DATA SHOWN:
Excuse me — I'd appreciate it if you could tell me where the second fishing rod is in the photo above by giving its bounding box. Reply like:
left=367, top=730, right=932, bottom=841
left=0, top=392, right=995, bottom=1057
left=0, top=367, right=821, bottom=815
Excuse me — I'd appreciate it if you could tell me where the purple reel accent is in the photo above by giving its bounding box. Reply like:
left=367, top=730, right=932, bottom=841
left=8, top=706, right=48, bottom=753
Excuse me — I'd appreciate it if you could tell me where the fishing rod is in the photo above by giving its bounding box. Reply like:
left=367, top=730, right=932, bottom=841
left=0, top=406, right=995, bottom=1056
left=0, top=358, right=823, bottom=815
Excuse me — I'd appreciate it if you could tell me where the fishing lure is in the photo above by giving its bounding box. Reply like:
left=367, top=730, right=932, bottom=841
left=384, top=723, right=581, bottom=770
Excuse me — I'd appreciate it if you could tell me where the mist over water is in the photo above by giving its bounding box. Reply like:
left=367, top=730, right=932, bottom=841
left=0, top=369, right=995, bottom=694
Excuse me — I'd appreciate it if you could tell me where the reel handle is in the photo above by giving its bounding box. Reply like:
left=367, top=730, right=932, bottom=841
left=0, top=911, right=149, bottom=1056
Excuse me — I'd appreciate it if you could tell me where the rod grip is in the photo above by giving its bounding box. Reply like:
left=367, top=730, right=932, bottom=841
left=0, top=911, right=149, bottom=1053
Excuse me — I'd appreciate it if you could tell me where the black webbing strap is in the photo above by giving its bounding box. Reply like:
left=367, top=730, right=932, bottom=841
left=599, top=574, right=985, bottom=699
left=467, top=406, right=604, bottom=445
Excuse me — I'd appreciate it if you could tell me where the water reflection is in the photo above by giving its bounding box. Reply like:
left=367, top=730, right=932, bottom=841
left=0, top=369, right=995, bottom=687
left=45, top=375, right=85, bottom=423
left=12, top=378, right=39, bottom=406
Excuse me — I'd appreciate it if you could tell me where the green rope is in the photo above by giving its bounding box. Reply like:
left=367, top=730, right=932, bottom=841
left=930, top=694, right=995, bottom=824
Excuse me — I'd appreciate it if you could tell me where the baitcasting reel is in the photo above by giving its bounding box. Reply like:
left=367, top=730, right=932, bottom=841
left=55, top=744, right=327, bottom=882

INSTRUCTIONS FOR THE TASK:
Reproduce every one of the records above verbatim, line for line, with nothing left out or changed.

TASK OUTPUT:
Excuse me — I'd appreciate it if you could tell me where the second fishing rod is in the photo above by giving its bounding box. Reply like:
left=367, top=730, right=932, bottom=841
left=0, top=392, right=995, bottom=1057
left=0, top=367, right=821, bottom=815
Excuse me — I'd appreciate it if you could tell me where the purple reel accent is in the photo above by giving its bounding box. Reply like:
left=367, top=730, right=932, bottom=841
left=8, top=706, right=48, bottom=753
Excuse me — I'd appreciate it if you could tell me where the fishing rod is in the photo above by giving its bounding box. Reply like:
left=367, top=730, right=932, bottom=841
left=0, top=406, right=995, bottom=1056
left=0, top=358, right=823, bottom=815
Excuse me — I'd appreciate it if you could tell me where the fishing lure is in the photo above by giving its bounding box. Reply like:
left=367, top=730, right=932, bottom=841
left=384, top=723, right=581, bottom=770
Excuse me — I'd appreciate it if you could tell me where the mist over water is in the photo above by giving its bounding box. Reply like:
left=367, top=730, right=932, bottom=841
left=0, top=369, right=995, bottom=694
Excuse me — I'd appreciate it if you could tell me where the reel handle is in the photo above by giving its bounding box. Reply like:
left=367, top=730, right=932, bottom=841
left=0, top=911, right=149, bottom=1056
Excuse me — I'd appreciate it if you could tell me where the rod grip is in the photo above by giving its bounding box. Reply like:
left=367, top=730, right=932, bottom=841
left=0, top=911, right=149, bottom=1053
Excuse me — I'd appreciate it if you could tell me where the black webbing strap is in the photo above by giving its bounding box. Reply like:
left=367, top=730, right=932, bottom=841
left=599, top=574, right=985, bottom=699
left=467, top=406, right=604, bottom=445
Excuse me — I'd appreciate it if you could tell me where the water reflection is in the photo above by giving its bounding box. Reply like:
left=367, top=730, right=932, bottom=841
left=0, top=369, right=995, bottom=687
left=45, top=375, right=85, bottom=423
left=12, top=378, right=39, bottom=406
Excuse me — I'd appreciate it if you could tell me where the green rope is in the photo above by giving its bounding box. Reply like:
left=367, top=730, right=932, bottom=841
left=930, top=694, right=995, bottom=824
Excuse me — I'd appreciate it if you could tell me where the baitcasting reel is in the photo above by giving its bounding box. Reply like:
left=367, top=730, right=932, bottom=841
left=55, top=744, right=327, bottom=882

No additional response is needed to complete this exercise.